* [Extracted data]

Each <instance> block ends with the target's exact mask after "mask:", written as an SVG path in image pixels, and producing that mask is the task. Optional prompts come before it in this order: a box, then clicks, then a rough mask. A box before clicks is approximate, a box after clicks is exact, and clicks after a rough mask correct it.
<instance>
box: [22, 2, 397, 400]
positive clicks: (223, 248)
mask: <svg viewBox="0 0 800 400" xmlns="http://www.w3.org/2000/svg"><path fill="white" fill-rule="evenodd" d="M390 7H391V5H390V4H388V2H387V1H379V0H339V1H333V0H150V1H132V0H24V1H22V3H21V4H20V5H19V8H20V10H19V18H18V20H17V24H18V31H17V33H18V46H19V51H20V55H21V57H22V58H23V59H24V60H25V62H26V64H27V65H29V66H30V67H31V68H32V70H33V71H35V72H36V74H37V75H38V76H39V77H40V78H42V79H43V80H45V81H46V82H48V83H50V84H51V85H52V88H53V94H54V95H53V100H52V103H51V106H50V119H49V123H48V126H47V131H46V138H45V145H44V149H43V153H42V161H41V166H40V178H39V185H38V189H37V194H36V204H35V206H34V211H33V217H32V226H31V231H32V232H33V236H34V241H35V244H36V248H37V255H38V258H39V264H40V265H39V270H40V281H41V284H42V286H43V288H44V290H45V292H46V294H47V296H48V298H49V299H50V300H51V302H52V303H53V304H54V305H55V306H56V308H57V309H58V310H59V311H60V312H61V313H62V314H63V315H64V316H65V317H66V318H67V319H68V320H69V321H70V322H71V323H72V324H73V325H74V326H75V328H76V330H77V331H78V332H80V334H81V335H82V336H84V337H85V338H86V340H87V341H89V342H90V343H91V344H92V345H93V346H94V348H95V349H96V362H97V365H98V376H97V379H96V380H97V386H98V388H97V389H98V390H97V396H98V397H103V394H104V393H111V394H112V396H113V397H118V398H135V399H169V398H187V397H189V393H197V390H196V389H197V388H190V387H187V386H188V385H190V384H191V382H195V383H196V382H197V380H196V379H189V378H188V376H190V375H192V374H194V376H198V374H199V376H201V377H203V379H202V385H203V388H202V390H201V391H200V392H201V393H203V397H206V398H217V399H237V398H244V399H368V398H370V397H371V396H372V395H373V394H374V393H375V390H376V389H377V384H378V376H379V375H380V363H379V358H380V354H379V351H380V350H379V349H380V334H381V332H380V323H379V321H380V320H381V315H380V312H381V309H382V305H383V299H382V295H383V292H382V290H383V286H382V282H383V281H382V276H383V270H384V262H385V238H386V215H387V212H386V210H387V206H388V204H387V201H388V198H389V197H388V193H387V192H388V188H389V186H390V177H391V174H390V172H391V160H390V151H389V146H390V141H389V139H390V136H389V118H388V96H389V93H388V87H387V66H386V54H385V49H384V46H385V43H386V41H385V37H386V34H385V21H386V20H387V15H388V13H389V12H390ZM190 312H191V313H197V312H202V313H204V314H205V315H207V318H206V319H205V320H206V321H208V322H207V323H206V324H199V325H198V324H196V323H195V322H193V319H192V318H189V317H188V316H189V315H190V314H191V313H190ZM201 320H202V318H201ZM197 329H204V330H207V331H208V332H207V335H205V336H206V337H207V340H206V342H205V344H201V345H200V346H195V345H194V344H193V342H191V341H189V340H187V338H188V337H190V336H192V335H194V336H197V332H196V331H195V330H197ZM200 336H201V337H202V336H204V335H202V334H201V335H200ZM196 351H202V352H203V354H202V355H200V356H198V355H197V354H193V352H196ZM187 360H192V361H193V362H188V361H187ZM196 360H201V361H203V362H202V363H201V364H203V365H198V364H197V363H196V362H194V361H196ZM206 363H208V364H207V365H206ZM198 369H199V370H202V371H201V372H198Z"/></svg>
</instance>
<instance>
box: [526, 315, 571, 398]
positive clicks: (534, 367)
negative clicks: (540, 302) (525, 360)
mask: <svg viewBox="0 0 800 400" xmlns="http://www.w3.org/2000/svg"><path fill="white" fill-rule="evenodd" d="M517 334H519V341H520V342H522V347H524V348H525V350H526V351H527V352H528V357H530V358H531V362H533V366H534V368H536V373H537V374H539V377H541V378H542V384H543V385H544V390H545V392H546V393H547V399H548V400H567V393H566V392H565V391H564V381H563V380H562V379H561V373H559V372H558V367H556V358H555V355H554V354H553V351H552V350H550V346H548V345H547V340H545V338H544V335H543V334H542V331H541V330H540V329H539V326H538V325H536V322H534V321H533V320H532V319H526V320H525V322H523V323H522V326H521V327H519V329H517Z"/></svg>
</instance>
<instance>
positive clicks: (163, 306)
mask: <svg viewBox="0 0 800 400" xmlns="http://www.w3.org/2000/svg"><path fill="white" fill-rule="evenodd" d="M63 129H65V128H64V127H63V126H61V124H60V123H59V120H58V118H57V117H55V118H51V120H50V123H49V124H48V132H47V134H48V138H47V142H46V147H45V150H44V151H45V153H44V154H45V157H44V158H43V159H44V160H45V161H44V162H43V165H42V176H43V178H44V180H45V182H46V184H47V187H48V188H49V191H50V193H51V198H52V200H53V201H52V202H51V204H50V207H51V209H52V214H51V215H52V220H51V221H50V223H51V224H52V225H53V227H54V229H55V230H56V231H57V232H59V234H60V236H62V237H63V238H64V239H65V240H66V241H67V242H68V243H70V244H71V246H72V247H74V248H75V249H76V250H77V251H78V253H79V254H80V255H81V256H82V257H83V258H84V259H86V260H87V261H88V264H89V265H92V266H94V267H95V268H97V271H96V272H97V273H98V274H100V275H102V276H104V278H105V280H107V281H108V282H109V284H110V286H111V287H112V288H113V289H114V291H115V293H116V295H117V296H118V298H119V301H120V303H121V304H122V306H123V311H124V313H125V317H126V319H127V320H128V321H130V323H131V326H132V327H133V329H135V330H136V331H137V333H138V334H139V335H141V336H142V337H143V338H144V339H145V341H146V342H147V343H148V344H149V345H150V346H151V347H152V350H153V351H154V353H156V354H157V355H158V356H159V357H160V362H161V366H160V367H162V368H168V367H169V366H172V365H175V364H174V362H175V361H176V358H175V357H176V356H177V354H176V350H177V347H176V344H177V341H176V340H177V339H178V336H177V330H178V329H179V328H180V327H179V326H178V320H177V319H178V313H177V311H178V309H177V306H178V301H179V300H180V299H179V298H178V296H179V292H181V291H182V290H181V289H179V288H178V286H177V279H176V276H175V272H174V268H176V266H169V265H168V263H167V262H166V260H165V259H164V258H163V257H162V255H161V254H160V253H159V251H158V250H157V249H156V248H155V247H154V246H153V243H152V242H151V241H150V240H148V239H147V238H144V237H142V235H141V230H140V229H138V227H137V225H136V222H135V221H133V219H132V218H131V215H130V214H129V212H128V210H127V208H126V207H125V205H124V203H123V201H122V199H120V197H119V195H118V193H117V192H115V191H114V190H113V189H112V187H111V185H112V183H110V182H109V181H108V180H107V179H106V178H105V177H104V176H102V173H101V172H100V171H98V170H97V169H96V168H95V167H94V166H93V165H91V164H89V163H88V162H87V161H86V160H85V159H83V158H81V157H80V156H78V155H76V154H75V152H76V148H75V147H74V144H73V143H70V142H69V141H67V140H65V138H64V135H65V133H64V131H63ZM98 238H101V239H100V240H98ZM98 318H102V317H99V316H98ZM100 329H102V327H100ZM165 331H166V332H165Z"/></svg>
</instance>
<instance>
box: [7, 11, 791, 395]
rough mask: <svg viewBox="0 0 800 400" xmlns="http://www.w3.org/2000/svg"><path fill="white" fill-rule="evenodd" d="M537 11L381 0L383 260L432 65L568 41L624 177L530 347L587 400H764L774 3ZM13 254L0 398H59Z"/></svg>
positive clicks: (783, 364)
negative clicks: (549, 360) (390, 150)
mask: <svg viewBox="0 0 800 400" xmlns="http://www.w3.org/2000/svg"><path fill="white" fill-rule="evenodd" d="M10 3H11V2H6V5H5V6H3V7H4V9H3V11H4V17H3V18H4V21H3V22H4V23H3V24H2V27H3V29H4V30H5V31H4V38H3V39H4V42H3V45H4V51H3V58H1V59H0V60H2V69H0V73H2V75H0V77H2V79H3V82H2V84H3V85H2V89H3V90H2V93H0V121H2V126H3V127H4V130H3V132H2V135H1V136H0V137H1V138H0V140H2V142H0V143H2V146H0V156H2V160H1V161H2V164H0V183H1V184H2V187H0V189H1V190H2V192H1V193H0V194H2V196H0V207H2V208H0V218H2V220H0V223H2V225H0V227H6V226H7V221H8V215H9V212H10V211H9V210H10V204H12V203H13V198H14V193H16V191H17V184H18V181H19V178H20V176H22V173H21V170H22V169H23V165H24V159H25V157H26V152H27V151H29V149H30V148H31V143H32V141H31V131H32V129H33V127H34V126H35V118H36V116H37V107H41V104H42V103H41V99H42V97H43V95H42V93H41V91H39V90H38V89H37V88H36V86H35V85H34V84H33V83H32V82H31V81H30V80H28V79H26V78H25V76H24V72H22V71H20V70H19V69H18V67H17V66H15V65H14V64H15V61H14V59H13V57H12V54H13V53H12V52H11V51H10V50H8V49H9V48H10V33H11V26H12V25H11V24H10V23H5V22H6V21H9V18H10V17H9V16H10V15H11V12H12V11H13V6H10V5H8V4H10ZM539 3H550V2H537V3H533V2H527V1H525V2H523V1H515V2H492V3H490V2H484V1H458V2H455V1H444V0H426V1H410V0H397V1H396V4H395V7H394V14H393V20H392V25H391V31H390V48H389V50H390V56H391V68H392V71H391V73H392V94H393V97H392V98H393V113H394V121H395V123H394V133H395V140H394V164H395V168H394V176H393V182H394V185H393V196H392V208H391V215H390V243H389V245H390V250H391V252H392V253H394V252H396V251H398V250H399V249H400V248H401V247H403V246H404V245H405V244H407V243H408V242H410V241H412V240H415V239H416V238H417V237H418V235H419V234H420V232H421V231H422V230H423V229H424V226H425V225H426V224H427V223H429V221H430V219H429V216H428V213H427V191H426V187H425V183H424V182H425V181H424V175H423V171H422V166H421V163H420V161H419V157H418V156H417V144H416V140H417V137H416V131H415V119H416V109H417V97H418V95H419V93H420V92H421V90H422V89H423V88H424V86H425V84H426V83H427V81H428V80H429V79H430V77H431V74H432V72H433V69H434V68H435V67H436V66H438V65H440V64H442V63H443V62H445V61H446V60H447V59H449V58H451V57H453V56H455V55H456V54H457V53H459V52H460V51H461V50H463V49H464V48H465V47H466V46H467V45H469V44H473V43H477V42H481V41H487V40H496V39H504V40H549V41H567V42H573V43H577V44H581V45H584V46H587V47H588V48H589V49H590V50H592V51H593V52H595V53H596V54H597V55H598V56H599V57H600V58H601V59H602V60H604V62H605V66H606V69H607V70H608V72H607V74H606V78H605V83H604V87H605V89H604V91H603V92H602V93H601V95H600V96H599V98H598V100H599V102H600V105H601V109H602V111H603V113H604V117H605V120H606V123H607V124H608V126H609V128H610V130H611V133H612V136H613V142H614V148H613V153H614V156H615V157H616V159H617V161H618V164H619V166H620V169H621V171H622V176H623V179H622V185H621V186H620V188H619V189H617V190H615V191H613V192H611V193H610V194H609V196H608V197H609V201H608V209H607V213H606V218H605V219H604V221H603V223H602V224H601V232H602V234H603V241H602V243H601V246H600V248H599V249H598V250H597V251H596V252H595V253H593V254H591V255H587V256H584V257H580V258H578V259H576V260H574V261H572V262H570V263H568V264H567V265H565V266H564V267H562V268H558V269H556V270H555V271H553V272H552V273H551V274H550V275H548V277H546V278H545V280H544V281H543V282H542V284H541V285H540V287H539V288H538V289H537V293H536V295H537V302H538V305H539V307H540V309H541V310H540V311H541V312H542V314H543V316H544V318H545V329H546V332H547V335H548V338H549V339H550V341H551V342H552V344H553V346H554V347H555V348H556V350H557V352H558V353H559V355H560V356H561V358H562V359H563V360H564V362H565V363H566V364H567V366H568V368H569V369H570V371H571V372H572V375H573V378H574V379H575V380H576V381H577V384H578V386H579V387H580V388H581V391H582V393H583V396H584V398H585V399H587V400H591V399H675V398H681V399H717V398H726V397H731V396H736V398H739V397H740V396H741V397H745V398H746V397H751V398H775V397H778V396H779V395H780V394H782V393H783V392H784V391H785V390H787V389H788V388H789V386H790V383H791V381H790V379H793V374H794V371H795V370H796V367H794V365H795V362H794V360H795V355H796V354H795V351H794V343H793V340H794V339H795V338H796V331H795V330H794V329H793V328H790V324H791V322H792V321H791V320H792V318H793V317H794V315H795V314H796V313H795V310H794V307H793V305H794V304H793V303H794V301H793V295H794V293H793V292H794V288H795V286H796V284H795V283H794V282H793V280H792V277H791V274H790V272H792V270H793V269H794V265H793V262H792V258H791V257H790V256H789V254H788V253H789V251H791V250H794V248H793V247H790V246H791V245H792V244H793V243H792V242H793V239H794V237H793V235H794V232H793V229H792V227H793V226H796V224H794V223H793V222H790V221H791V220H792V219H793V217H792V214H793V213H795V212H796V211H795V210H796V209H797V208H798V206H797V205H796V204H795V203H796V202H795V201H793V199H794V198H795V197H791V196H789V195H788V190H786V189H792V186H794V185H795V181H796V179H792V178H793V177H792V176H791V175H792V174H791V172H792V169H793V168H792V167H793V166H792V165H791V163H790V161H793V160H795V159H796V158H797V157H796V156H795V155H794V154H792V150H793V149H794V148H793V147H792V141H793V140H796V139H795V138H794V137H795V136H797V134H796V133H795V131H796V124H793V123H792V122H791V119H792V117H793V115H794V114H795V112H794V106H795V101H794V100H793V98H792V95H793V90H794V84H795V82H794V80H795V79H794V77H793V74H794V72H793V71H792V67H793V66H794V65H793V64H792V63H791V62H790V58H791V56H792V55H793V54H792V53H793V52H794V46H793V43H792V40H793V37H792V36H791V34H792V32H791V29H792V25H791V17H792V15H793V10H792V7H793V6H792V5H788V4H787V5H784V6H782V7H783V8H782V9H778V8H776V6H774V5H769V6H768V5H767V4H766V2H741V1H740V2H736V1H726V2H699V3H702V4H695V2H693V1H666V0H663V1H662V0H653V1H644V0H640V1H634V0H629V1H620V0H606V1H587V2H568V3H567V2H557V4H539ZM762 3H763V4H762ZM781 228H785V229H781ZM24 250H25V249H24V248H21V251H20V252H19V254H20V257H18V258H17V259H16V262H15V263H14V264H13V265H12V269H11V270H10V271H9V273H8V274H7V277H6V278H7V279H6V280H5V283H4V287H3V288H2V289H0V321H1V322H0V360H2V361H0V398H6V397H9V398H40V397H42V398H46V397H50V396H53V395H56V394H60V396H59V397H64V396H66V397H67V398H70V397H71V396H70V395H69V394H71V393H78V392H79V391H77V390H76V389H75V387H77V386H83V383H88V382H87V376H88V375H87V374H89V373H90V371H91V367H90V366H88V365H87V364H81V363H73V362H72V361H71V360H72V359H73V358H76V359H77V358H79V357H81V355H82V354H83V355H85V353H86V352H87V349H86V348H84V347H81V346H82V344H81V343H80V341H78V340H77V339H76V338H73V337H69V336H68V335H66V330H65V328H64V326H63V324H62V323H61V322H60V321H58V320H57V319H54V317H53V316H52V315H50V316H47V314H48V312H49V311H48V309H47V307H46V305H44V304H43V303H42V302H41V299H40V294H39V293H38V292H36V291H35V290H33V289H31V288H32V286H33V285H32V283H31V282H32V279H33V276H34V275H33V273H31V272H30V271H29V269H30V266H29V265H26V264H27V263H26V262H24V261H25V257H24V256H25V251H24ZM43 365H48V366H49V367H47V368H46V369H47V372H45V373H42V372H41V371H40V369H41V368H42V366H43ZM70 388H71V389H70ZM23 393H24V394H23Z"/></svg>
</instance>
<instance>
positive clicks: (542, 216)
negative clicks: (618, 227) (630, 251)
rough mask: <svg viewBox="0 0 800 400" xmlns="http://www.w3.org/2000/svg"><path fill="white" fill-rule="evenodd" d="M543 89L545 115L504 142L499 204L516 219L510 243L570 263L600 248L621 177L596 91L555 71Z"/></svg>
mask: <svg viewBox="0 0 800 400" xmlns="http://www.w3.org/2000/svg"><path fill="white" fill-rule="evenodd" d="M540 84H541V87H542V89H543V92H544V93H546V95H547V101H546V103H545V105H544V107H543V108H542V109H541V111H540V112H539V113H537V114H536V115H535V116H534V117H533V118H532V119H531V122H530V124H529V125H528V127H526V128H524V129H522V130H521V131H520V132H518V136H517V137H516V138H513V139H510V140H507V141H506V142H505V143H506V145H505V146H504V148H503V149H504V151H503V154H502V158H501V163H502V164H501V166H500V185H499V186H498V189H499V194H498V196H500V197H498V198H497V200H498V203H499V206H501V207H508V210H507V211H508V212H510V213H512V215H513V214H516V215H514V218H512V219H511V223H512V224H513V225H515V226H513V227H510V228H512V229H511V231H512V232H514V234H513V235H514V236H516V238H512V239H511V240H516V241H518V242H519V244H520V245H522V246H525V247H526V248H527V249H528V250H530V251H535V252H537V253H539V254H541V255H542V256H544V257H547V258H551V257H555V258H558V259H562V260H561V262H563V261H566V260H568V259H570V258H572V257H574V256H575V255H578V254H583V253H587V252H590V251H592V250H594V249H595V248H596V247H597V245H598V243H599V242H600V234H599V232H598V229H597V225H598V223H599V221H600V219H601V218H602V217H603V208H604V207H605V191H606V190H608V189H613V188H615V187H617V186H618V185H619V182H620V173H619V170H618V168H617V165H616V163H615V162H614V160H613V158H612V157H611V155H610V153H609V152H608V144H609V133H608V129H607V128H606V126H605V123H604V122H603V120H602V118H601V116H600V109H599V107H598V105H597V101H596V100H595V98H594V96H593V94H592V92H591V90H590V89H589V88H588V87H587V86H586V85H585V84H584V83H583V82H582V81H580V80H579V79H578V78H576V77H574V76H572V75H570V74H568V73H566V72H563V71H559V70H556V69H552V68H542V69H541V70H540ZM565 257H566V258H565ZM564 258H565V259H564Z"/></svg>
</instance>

* [Task to complete]
Reproduce everything from the start of the material down to the line containing "positive clicks: (223, 248)", both ends included.

* [Written answer]
Each <instance> block ends with the target's exact mask after "mask:", written as an SVG path in image pixels, and producing that mask is the task. Optional prompts come before it in this order: a box, then clicks, then a rough mask. A box before clicks is approximate, a box after clicks is exact, and clicks after a rough mask correct it.
<instance>
box: [22, 2, 397, 400]
positive clicks: (223, 248)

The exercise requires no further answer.